Could you rewrite every line of the listing, changing "thickest part" to "widest part" and leaving all else as it is?

═══ RECORDS FOR PROCESSING ═══

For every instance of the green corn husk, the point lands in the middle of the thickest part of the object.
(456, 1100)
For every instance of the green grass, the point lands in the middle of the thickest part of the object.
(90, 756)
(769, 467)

═══

### [TASK RESULT]
For every instance of the green corn husk, the point lands in the middle of the widest part of the object.
(456, 1100)
For every instance of the green grass, the point lands in the middle of the widest part of the object.
(90, 756)
(769, 467)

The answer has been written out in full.